- Texte source:
---
La grande vadrouille

Ce sont de petits morceaux qui, mis bout à bout nous permettent de constituer une belle histoire. un scénario au conditionnel, comme il se doit une pure fiction, il va de soi…

Acte 1 - L’Aile ou la cuisse

Supposons, par exemple, qu’en 1997 la commission de l’une des Directions régionales des affaires culturelles (Drac), n’ait pas accordé d’aide à la création. Non pas par manque de crédits ou à cause d’un défaut de fonctionnement administratif, mais parce qu’elle en aurait pris la décision, tout simplement, en arguant du fait qu’aucun des projets qui lui étaient présentés ne méritait d’être soutenu. Le fait serait déjà suffisamment rare, sinon unique, pour mériter notre attention.

À priori, on pourrait naturellement regretter que l’argent qui était destiné à aider des artistes n’ait pas été distribué. On le regretterait d’autant plus que l’on sait parfaitement à quel point il est difficile pour beaucoup d’entre eux de réunir les fonds nécessaires à la réalisation de leurs projets. Néanmoins, une fois dépassé le stade de la lamentation et de la critique acerbe, certes légitime mais toutefois très convenue aujourd’hui vis-à-vis de l’Institution, il est fort rassurant de constater qu’à travers une telle décision, ces commissions soient encore capables d’émettre un véritable jugement critique et de l’assumer. Ce serait en fait leur légitimité qu’elles affirmeraient ainsi, et cela serait d’autant plus remarquable que l’ensemble de la politique de soutien aux artistes est régulièrement remis en question de manière particulièrement démagogique par divers courants réactionnaires.

Donc, d’un côté, l’amer constat que des moyens pourtant nécessaires n’aient pas été attribués, ce qui est par principe toujours regrettable ; de l’autre, la satisfaction de voir que ces commissions, quoi qu’en disent certains, sont encore capables de discernement et demeurent souveraines ce qui, au fond, est plutôt rassurant ...

Acte II - le Troisième homme

À présent, faisons intervenir un nouveau personnage. Il s’agirait de l’un des artistes postulant, par ailleurs grand pourfendeur de l’Institution sur la place de Paris (mais le milieu de l’art n’en serait pas a une contradiction près ?!) qui, n’appréciant pas du tout d’être recalé au premier tour, déciderait d’attaquer l’Institution devant les tribunaux.
---
- Consigne:
Résumez le texte source en deux phrases.

Entrées de données enregistrées
---
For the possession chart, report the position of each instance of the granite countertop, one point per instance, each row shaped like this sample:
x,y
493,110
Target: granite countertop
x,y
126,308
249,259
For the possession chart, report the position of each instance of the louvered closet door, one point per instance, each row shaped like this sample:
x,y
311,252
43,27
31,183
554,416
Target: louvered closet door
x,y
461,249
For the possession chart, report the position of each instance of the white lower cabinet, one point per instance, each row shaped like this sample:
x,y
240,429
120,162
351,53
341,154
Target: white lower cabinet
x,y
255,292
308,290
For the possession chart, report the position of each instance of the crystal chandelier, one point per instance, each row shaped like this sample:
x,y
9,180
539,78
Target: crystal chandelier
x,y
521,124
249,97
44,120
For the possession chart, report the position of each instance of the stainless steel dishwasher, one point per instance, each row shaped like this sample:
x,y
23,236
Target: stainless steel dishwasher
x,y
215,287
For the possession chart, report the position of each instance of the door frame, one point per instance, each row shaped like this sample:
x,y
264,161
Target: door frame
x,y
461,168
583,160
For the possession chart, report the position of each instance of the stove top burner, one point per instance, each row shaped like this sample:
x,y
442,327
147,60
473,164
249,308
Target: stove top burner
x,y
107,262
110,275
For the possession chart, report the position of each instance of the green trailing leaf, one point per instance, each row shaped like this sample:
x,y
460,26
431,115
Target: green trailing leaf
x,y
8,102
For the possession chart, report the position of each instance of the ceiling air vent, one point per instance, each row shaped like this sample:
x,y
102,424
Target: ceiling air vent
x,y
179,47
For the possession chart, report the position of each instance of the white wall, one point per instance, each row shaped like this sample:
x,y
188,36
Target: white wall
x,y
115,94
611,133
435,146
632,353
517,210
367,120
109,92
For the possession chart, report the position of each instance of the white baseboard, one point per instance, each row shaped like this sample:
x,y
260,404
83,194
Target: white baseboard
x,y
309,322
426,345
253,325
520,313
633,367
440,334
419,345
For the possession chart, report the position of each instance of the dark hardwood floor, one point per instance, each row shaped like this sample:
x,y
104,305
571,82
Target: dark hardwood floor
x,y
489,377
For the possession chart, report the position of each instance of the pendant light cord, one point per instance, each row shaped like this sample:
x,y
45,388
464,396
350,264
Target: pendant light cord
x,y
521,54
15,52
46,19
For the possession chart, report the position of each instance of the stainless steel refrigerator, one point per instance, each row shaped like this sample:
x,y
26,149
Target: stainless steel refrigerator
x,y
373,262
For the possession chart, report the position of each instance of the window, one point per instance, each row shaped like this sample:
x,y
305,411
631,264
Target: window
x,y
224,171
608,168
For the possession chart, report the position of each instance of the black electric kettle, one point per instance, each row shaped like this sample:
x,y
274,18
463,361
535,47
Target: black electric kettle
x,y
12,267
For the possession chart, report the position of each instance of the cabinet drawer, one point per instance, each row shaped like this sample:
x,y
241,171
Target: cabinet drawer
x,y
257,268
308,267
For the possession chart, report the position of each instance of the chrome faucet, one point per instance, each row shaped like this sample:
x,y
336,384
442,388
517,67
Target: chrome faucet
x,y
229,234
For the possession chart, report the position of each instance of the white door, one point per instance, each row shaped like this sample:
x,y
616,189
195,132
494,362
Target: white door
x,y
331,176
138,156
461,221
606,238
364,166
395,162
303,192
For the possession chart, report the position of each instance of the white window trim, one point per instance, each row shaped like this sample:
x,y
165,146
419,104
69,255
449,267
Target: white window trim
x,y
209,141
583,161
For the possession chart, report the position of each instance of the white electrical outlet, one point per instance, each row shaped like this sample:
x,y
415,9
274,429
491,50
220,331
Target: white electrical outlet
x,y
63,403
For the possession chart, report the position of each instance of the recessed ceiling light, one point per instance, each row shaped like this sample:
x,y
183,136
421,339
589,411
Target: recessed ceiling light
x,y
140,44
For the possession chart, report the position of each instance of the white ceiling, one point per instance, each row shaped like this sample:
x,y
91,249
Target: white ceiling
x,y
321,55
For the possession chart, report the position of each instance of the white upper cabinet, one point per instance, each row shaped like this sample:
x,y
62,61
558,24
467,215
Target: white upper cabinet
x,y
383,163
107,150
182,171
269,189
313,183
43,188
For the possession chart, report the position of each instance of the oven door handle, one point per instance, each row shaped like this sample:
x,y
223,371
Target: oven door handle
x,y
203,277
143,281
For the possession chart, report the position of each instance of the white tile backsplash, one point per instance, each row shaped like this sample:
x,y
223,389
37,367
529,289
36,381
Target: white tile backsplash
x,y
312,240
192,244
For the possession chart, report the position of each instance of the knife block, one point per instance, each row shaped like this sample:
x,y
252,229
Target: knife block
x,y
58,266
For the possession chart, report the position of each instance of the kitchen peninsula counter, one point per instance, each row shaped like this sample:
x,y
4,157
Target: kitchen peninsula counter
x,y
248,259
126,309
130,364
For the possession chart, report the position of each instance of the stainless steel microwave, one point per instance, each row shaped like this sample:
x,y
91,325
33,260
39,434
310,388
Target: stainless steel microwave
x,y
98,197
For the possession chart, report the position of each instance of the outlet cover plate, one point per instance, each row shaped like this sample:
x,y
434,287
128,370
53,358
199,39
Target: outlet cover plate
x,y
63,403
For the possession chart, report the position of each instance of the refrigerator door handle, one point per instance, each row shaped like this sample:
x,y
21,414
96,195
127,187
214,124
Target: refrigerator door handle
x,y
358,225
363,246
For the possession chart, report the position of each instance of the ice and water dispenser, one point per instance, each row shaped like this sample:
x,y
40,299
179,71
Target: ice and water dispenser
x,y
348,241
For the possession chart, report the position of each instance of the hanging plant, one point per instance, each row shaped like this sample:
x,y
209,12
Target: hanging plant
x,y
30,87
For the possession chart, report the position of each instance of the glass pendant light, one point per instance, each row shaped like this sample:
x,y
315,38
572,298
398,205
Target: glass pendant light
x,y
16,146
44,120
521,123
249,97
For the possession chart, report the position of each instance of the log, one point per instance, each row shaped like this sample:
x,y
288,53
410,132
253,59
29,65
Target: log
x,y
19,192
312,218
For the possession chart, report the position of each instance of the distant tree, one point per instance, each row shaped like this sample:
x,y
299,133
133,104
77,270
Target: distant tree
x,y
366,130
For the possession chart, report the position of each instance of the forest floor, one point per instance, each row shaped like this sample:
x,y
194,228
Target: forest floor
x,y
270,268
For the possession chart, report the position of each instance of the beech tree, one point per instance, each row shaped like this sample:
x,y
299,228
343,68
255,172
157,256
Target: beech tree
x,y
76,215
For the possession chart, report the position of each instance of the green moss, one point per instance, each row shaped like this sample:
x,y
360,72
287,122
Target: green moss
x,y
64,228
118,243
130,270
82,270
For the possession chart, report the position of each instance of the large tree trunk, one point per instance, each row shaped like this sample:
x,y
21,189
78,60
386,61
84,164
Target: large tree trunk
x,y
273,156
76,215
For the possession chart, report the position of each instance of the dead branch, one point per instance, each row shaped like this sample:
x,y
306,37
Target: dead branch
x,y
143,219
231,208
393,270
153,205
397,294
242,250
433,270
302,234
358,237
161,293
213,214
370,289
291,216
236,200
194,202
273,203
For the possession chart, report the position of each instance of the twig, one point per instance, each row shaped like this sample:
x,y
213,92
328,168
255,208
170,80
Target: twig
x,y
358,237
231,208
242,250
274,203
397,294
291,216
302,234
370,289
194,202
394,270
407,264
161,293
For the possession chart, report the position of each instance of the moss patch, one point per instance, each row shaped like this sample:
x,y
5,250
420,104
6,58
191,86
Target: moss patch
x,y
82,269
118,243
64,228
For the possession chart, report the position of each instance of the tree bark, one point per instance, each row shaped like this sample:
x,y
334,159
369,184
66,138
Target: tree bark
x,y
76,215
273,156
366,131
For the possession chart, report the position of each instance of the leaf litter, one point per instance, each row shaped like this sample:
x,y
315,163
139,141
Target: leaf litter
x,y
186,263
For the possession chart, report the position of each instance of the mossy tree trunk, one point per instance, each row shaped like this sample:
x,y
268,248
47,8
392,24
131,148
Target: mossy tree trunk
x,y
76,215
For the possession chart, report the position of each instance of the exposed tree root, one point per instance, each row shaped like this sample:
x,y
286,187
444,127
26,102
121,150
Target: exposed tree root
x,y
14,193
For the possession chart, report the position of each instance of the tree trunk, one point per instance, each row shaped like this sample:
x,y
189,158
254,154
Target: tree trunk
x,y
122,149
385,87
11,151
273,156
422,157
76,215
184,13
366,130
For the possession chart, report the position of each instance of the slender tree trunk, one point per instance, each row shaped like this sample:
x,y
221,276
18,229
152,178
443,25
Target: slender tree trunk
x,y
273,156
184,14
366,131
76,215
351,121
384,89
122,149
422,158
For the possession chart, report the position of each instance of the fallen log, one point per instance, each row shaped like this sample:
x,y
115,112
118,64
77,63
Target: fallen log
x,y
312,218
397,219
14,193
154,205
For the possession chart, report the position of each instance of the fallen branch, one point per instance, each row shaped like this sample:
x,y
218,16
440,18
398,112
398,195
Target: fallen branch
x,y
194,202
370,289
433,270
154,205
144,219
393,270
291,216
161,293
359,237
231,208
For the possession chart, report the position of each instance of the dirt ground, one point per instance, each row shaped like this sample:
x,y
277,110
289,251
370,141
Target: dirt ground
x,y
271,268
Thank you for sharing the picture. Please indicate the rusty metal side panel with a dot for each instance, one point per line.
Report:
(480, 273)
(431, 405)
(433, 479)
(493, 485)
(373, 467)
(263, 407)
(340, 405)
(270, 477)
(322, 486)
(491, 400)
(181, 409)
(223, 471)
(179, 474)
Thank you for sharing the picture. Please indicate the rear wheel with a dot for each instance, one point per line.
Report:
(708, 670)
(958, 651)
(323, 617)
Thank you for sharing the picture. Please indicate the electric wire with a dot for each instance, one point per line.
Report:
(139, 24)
---
- Réponse:
Présenté comme une pure fiction, le texte imagine qu'en 1997 la commission d'une Drac refuse d'accorder une aide à la création, parce qu'elle juge qu'aucun projet ne mérite d'être soutenu, ce qui serait regrettable pour les artistes mais rassurant, car cela montrerait que ces commissions savent encore juger et assumer leur choix. Il fait ensuite entrer en scène un des artistes recalés, grand critique de l'Institution à Paris, qui déciderait d'attaquer l'Institution devant les tribunaux.